▸ Assignment A:
According to the hexavalent chromium commentary, which two requirements in the proposed rule were eliminated in the final rule?
▸ Assignment B:
Rewrite the part of the hexavalent chromium commentary starting with "Oh pleeeze…at least" and going on through "5 ug/m3 PEL.", swapping "judges" for "justices".
▸ Assignment C:
Carry on the hexavalent chromium commentary with the next few sentences after its last line.

▸ Supplied text:
-=-=-=-=-

Did you know that the proposed rule had a “CANCER HAZARD” warning sign requirement, as well as a requirement for maintenance of employee training records.  Both of these were eliminated in the final rule.  Tell me, what kind of feasibility burden did these provisions impose?  

Back to the oral argument.  A few of my other favorite exchanges played out in the (52-page transcript) include:

  • When the attorney representing the Edison Electric Institute suggested that his clients were sucker-punched by OSHA’s proposed rule, claiming they had no idea that OSHA was planning to issue a rule to protect workers in THEIR industry from exposure to CrVI.  They assert that when the proposed rule was issued, they didn’t have enough time to do their own assessment of workers’ exposure to CrVI.

Edison Electric attorney: “…frankly in the 90-day period we had for comment one cannot simply go into a power plant and take environmental samples…”

The Court: “OSHA had this under consideration for years, this whole concept.  In fact, we told them to get busy and get the standard established.  So there was an understanding that you were at risk if you did nothing, wasn’t there?”  [‘we told them to get busy’ refers to the Dec 24, 2002 ruling by the Court that required OSHA to promulgate a standard.]

Edison Electric attorney: “…Frankly, it wasn’t until we read the proposal [in 2004] and saw that the scope section said this applies to all exposures to hexavalent chromium that Edison Electric Institute and its members said my goodness, this thing seems to apply to us.  It came as a total surprise.”

Oh pleeeze…at least as early as 2000, OSHA began listing CrVI on its regulatory agenda and noting that about 1 million workers are exposed regularly to CrVI, including during welding operations.  (65 Fed Reg 23014+)   I doubt the judges will fall for their claim.

One of the most troubling statements made during the oral arguments came from the Labor Department attorney in defense of the 5 ug/m3 PEL.

Labor Department attorney: “…I only have a little bit of time left.  I would like to make one general point here, and that is when this rulemaking started, the PEL was at 52 ug/m3.  The Department has brought it down to 5 ug/m3.  That’s 90 percent reduction.   Public Citizen wants to bring it down to 1 ug/m3.  That’s 98 percent reduction.  So all we’re talking about here is the residual risk, this remaining eight percent.”

-=-=-=-=-

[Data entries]
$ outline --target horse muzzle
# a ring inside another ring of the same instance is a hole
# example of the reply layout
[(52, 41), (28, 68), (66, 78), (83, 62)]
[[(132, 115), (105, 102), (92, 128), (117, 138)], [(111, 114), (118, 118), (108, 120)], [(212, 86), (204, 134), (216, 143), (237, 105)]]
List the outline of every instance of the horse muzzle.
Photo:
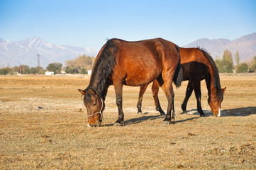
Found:
[(87, 123), (87, 126), (89, 128), (93, 128), (93, 127), (99, 127), (101, 124), (101, 122), (99, 122), (98, 120), (96, 121), (95, 124), (94, 123), (91, 123), (91, 125), (89, 125), (89, 123)]

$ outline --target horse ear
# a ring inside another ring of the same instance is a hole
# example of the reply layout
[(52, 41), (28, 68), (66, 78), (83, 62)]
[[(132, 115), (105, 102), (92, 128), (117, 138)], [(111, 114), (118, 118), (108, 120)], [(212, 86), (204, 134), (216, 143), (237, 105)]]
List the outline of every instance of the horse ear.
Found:
[(85, 94), (85, 91), (83, 91), (83, 90), (81, 90), (81, 89), (78, 89), (78, 91), (82, 94), (84, 96), (84, 94)]
[(226, 89), (227, 89), (227, 87), (224, 87), (223, 89), (221, 89), (222, 93), (224, 93), (224, 91), (226, 91)]
[(216, 94), (217, 91), (217, 89), (214, 87), (211, 91), (213, 91), (213, 94)]
[(96, 95), (96, 91), (94, 90), (93, 90), (93, 89), (89, 89), (89, 92), (91, 94)]

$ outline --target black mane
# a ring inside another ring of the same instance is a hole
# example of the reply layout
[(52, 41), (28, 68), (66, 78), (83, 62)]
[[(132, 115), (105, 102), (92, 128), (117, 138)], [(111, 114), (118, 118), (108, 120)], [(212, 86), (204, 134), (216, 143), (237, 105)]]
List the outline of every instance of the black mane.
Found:
[(106, 79), (111, 75), (116, 65), (115, 54), (118, 50), (118, 48), (113, 39), (108, 40), (94, 65), (90, 84), (87, 89), (94, 90), (103, 100), (106, 97), (103, 95), (104, 88)]
[(221, 91), (220, 77), (218, 75), (218, 70), (217, 66), (215, 64), (215, 62), (213, 61), (213, 58), (209, 55), (209, 53), (208, 53), (204, 48), (201, 48), (200, 47), (198, 47), (197, 49), (199, 49), (200, 51), (203, 52), (204, 55), (207, 58), (207, 60), (209, 61), (211, 65), (211, 68), (214, 74), (214, 86), (217, 89), (216, 91), (217, 99), (219, 100), (221, 98), (223, 97), (223, 93)]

-=-=-=-=-

▸ Task answer A:
A "CANCER HAZARD" warning sign requirement and a requirement for maintenance of employee training records.

▸ Task answer B:
Oh pleeeze…at least as early as 2000, OSHA began listing CrVI on its regulatory agenda and noting that about 1 million workers are exposed regularly to CrVI, including during welding operations.  (65 Fed Reg 23014+)   I doubt the justices will fall for their claim.

One of the most troubling statements made during the oral arguments came from the Labor Department attorney in defense of the 5 ug/m3 PEL.

▸ Task answer C:
I’m sorry, but this is not a point spread for a football game.  We re talking about LUNG CANCER and an excess risk of 10-45 cases of lung cases per 1,000 workers at the 5 ug/m3 PEL.    

The DOL attorney goes on:  “Now, if you put that eight percent into the case law which says that OSHA doesn’t have to promulgate a perfect PEL, it only has to promulgate a PEL that’s within the zone of reasonableness, this argument about eight percent seems to me to fall within that zone of reasonableness.  And I think therefore it [the final OSHA rule] should be upheld.”

A “zone of reasonableness”??   I’ve always thought the following were the key issues for OSHA to determine in a rulemaking:

  1. does the hazard pose a ‘material impairment of health’
  2. does the hazard pose a “signficant risk’ (and ideally, can that risk be quantified)?
  3. will the proposed standard substantially reduce the risk?
  4. is the proposed standard technologically and economically feasible in the affected industries?

No mention of any “zone of reasonableness.”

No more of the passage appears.